▼

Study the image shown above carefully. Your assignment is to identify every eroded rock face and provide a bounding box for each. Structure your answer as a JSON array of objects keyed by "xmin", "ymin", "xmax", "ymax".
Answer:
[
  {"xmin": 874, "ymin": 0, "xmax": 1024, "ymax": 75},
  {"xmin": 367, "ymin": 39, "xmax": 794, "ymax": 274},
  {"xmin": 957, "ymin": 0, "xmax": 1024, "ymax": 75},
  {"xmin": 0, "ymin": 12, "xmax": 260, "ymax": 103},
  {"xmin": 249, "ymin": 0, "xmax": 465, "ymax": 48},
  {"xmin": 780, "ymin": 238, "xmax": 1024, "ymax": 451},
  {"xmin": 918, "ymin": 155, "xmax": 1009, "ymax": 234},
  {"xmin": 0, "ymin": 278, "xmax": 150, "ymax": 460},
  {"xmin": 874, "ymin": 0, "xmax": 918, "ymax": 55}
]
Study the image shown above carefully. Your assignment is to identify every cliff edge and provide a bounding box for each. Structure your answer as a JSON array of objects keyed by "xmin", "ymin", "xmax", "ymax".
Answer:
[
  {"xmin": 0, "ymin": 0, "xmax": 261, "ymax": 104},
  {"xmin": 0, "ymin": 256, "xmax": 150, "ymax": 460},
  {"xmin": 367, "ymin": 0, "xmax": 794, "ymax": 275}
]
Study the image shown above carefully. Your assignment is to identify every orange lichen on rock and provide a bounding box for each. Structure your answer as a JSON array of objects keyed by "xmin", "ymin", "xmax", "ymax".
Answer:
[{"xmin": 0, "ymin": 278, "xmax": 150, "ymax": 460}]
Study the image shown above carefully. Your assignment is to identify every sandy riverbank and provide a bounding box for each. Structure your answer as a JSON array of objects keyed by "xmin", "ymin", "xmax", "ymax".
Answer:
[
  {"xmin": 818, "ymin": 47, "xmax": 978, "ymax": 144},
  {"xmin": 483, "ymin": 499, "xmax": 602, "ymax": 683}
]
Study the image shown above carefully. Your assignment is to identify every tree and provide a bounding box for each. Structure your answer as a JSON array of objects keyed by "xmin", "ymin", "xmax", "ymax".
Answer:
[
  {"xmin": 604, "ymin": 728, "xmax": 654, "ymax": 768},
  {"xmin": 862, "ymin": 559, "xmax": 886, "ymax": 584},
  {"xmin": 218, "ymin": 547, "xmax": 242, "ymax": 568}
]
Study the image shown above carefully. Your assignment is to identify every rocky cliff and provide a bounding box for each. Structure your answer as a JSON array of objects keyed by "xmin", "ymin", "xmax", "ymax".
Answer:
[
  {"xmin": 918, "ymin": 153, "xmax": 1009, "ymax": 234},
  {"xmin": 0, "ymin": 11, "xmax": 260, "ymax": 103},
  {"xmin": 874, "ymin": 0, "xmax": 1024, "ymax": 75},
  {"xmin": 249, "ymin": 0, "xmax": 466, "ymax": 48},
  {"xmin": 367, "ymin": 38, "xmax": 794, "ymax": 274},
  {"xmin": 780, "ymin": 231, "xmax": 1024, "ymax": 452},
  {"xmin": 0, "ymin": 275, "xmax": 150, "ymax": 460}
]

▲

= WHAT THE EXERCISE ASKS =
Take the lines above and print them exactly.

= EXERCISE RESPONSE =
Study the image shown above carefully. Your assignment is to identify every eroded rock face and provide a bounding box for each. Structure your answer as a JSON array of objects keyed by "xmin", "ymin", "xmax", "ymax".
Answer:
[
  {"xmin": 874, "ymin": 0, "xmax": 1024, "ymax": 75},
  {"xmin": 367, "ymin": 39, "xmax": 794, "ymax": 274},
  {"xmin": 957, "ymin": 0, "xmax": 1024, "ymax": 75},
  {"xmin": 0, "ymin": 12, "xmax": 260, "ymax": 103},
  {"xmin": 249, "ymin": 0, "xmax": 465, "ymax": 48},
  {"xmin": 780, "ymin": 238, "xmax": 1024, "ymax": 451},
  {"xmin": 918, "ymin": 155, "xmax": 1009, "ymax": 234},
  {"xmin": 0, "ymin": 278, "xmax": 150, "ymax": 460},
  {"xmin": 874, "ymin": 0, "xmax": 918, "ymax": 55}
]
Study the image shown above carefully. Your assignment is to identify every cliff edge and provide a bounding box for each. Structure your answer as a JSON array of objects keyed by "xmin", "ymin", "xmax", "ymax".
Answer:
[
  {"xmin": 0, "ymin": 0, "xmax": 261, "ymax": 104},
  {"xmin": 0, "ymin": 256, "xmax": 150, "ymax": 460},
  {"xmin": 367, "ymin": 0, "xmax": 794, "ymax": 275}
]
Study the image shown above carefully. Your assignment is to identify every orange lichen on rock and provide a bounding box for each. Structure your answer as a JSON array of objects keyed by "xmin", "ymin", "xmax", "ymax".
Answer:
[{"xmin": 0, "ymin": 278, "xmax": 150, "ymax": 460}]
Study the image shown above carefully. Your assignment is to identify every sandy riverbank and provide a bounding box for each. Structure your answer as a JSON array of objects keyed by "xmin", "ymin", "xmax", "ymax".
Answer:
[
  {"xmin": 818, "ymin": 47, "xmax": 978, "ymax": 144},
  {"xmin": 483, "ymin": 499, "xmax": 602, "ymax": 683}
]
Study the image shown above carefully. Your assignment is to identify every tree and provide a bounding box for each. Structure your answer as a JSON array of objects keyed by "xmin", "ymin", "xmax", "ymax".
Answer:
[
  {"xmin": 604, "ymin": 728, "xmax": 654, "ymax": 768},
  {"xmin": 862, "ymin": 559, "xmax": 886, "ymax": 584},
  {"xmin": 218, "ymin": 547, "xmax": 242, "ymax": 568}
]
Study the image shown above carefully. Your assignment is to identify every rocky cliff and provide a bounding box for each. Structure your answer as a JSON array of objects keyed by "xmin", "ymin", "xmax", "ymax".
Answer:
[
  {"xmin": 918, "ymin": 153, "xmax": 1009, "ymax": 234},
  {"xmin": 0, "ymin": 11, "xmax": 260, "ymax": 103},
  {"xmin": 874, "ymin": 0, "xmax": 1024, "ymax": 75},
  {"xmin": 249, "ymin": 0, "xmax": 466, "ymax": 48},
  {"xmin": 367, "ymin": 38, "xmax": 794, "ymax": 274},
  {"xmin": 780, "ymin": 231, "xmax": 1024, "ymax": 452},
  {"xmin": 0, "ymin": 275, "xmax": 150, "ymax": 460}
]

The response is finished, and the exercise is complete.